Your objective: Repeat every line of the following material exactly.

Material supplied:
*** Block opens ***
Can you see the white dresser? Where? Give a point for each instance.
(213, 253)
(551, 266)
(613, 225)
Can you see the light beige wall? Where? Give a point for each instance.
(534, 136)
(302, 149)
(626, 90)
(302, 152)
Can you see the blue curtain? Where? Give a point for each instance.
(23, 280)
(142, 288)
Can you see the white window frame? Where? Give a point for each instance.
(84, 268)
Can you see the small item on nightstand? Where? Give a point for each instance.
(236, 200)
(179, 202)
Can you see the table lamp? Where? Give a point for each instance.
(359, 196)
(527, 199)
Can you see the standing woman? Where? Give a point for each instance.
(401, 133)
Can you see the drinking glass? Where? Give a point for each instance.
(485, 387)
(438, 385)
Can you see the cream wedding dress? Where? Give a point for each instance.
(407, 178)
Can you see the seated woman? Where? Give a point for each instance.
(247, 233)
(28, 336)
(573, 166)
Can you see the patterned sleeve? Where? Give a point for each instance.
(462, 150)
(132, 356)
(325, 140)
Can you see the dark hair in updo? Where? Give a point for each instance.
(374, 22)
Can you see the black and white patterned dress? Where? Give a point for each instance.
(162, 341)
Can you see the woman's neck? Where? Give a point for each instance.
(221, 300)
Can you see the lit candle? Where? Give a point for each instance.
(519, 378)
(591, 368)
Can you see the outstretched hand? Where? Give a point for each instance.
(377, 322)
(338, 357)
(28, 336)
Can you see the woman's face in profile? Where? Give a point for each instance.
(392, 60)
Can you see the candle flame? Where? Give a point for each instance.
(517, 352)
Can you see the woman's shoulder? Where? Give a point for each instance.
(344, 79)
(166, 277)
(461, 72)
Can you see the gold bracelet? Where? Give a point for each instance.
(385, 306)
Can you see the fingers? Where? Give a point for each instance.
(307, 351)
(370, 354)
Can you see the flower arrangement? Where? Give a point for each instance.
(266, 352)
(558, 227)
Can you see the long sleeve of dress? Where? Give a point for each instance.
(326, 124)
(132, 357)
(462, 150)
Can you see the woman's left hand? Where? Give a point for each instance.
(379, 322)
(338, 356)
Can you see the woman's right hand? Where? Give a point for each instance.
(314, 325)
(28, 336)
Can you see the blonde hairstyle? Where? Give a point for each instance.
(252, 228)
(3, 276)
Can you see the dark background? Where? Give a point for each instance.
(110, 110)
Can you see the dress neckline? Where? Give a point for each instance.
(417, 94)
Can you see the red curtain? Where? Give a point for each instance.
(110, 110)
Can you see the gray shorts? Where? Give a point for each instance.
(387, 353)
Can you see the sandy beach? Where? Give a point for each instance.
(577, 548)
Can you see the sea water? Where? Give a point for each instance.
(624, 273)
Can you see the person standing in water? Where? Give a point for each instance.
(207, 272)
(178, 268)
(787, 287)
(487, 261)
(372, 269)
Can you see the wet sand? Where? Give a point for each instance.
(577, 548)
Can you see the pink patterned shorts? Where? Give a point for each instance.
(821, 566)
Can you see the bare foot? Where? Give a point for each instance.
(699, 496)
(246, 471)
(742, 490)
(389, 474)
*** Block closes ***
Result of this task:
Can you see the white dresser? Where? Give a point for each instance.
(213, 253)
(551, 266)
(613, 225)
Can you see the light beige wall? Where? Give a point for each instance.
(534, 136)
(302, 149)
(626, 90)
(302, 152)
Can you see the blue curtain? Where? Give a point for each instance.
(23, 280)
(142, 288)
Can you see the white window frame? Where? Give a point for each instance.
(84, 268)
Can you see the small item on nightstand? Where? Give a point for each instance.
(236, 200)
(179, 202)
Can you see the table lamp? Where? Give a point for each instance.
(359, 196)
(527, 199)
Can you see the standing woman? Where? Give a point for each instance.
(401, 133)
Can you see the drinking glass? Where? Give a point for each instance.
(485, 387)
(438, 385)
Can you see the cream wedding dress? Where? Give a point for each instance.
(407, 178)
Can you see the seated woman? Where? Give a point for each instance.
(247, 233)
(28, 336)
(573, 166)
Can you see the patterned sleeve? Where? Give a point for each instance.
(462, 150)
(132, 356)
(325, 140)
Can you see the dark hair in updo? Where? Give a point for each instance.
(374, 22)
Can you see the black and white patterned dress? Where? Give a point for each instance.
(162, 341)
Can you see the woman's neck? Where? Give a point for each instance.
(221, 300)
Can you see the lit candle? Where? Give a point for each instance.
(519, 378)
(591, 368)
Can you see the outstretched hand? Where? Give a point for each instance.
(377, 322)
(338, 357)
(28, 336)
Can you see the woman's face in profile? Where? Give a point for each instance.
(392, 60)
Can you see the candle flame? Where? Give a point for each instance.
(517, 352)
Can you see the woman's shoulder? Where? Give a point for each instance.
(344, 79)
(166, 277)
(461, 72)
Can you see the gold bracelet? Where? Give a point for each instance.
(385, 306)
Can you see the fingers? Where? Give a point for each instance.
(307, 351)
(370, 354)
Can you see the flower arrangement? Where? Give a point for each instance.
(266, 352)
(558, 227)
Can you see the long sleeve of dress? Where? Give a point for each instance.
(326, 124)
(132, 357)
(462, 150)
Can you see the woman's left hand? Where? Give a point for each instance.
(379, 322)
(338, 356)
Can you see the woman's right hand? Where? Give a point for each instance.
(314, 325)
(28, 336)
Can you see the blonde hairstyle? Where? Give a point for each instance.
(252, 228)
(3, 276)
Can you see the dark background? Where? Give a point for each instance.
(110, 110)
Can you see the dress neckline? Where? Give a point for each instance.
(417, 94)
Can you see the red curtain? Where? Give a point for each instance.
(110, 110)
Can you see the gray shorts? Where? Give a point for each instance.
(387, 353)
Can you see the sandy beach? Where? Give a point for each instance.
(577, 548)
Can you see the sea water? Where? Give a point for each instance.
(624, 273)
Can you see the person standing in water? Where? Give a point for each instance.
(207, 272)
(178, 268)
(787, 287)
(487, 261)
(372, 269)
Can you see the wet sand? Where? Give a point for each instance.
(577, 548)
Can you see the pink patterned shorts? Where? Give a point for each instance.
(821, 566)
Can you see the bare foot? Where? Give a point for each instance.
(699, 496)
(246, 471)
(742, 490)
(389, 474)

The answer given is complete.